ENTRIES PROVIDED:
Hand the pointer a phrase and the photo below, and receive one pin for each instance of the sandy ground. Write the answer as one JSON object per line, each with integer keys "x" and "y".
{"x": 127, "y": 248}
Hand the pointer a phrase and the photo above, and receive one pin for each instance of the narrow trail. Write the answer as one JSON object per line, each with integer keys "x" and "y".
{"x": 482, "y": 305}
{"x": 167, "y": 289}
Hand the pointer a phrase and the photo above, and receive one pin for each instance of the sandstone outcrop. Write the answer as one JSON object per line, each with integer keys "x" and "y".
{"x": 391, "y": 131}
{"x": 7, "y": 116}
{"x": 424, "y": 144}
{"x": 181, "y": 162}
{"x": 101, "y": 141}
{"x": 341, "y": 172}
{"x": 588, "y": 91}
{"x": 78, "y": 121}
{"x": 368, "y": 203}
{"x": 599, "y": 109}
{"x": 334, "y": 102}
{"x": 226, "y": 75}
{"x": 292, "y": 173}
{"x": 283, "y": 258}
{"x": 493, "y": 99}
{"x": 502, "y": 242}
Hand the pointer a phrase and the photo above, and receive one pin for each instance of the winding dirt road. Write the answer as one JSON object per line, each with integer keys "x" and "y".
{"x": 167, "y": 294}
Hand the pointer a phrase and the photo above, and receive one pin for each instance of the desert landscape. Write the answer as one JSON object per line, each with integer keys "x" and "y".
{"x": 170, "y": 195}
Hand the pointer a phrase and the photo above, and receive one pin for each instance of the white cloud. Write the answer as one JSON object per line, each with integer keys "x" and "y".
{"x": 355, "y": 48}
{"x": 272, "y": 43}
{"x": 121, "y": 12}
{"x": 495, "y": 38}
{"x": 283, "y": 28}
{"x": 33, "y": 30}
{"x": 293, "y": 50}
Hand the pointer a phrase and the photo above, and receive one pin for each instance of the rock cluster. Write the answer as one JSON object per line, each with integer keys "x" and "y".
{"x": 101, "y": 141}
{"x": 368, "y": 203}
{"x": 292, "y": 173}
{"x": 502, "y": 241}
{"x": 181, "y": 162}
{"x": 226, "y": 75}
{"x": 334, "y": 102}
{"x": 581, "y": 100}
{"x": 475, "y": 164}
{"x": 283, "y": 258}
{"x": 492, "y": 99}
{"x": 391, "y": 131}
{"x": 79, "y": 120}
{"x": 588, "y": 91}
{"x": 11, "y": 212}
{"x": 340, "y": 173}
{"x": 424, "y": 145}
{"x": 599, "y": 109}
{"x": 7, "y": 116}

WORK TO BE COMPLETED:
The data should be written out again in full, exactly as it stands.

ANSWER SECTION:
Hand the pointer a phrase and the photo below, and receive one pin for each instance of the sandy ground. Write the answer as one JSON object per line, each with integer keys "x" and "y".
{"x": 127, "y": 248}
Hand the pointer a phrase and the photo above, and receive one pin for each instance of the narrow trail. Write the answer as one JSON object per line, each with integer keys "x" and "y".
{"x": 482, "y": 305}
{"x": 167, "y": 289}
Hand the pointer a phrase and the photo above, and receive one pin for each instance of the sandstone outcrop. Write the answer as one JSON object per line, each with integer keys "x" and "y".
{"x": 391, "y": 131}
{"x": 7, "y": 116}
{"x": 424, "y": 144}
{"x": 181, "y": 162}
{"x": 101, "y": 141}
{"x": 341, "y": 172}
{"x": 588, "y": 91}
{"x": 78, "y": 121}
{"x": 368, "y": 203}
{"x": 599, "y": 109}
{"x": 334, "y": 102}
{"x": 226, "y": 75}
{"x": 292, "y": 173}
{"x": 283, "y": 258}
{"x": 493, "y": 99}
{"x": 502, "y": 242}
Hand the pointer a phrase and the photo above, and receive one pin for each instance of the winding dirt road. Write the answer as one JSON object per line, each with integer keys "x" and "y".
{"x": 167, "y": 294}
Hand the pointer a phrase and the photo above, and receive one pin for each instance of the desert landscape. Write the answer as one JSON object per line, each with integer keys "x" and "y".
{"x": 170, "y": 195}
Hand the pointer a phrase and the photo above, and receive one pin for each instance of the white cloud. Write the answer as one JSON object per line, each with integer keys "x" and "y".
{"x": 355, "y": 48}
{"x": 272, "y": 43}
{"x": 121, "y": 12}
{"x": 495, "y": 38}
{"x": 283, "y": 28}
{"x": 33, "y": 30}
{"x": 293, "y": 50}
Hand the pointer a phrase and the photo above, and receive one pin for each instance of the rock cluster. Write the answer as one JSON object per line, each with integer keys "x" and "y".
{"x": 101, "y": 141}
{"x": 368, "y": 203}
{"x": 292, "y": 173}
{"x": 502, "y": 241}
{"x": 181, "y": 162}
{"x": 226, "y": 75}
{"x": 334, "y": 102}
{"x": 581, "y": 100}
{"x": 475, "y": 164}
{"x": 283, "y": 258}
{"x": 492, "y": 99}
{"x": 391, "y": 131}
{"x": 79, "y": 120}
{"x": 588, "y": 91}
{"x": 11, "y": 212}
{"x": 340, "y": 173}
{"x": 424, "y": 145}
{"x": 599, "y": 109}
{"x": 7, "y": 116}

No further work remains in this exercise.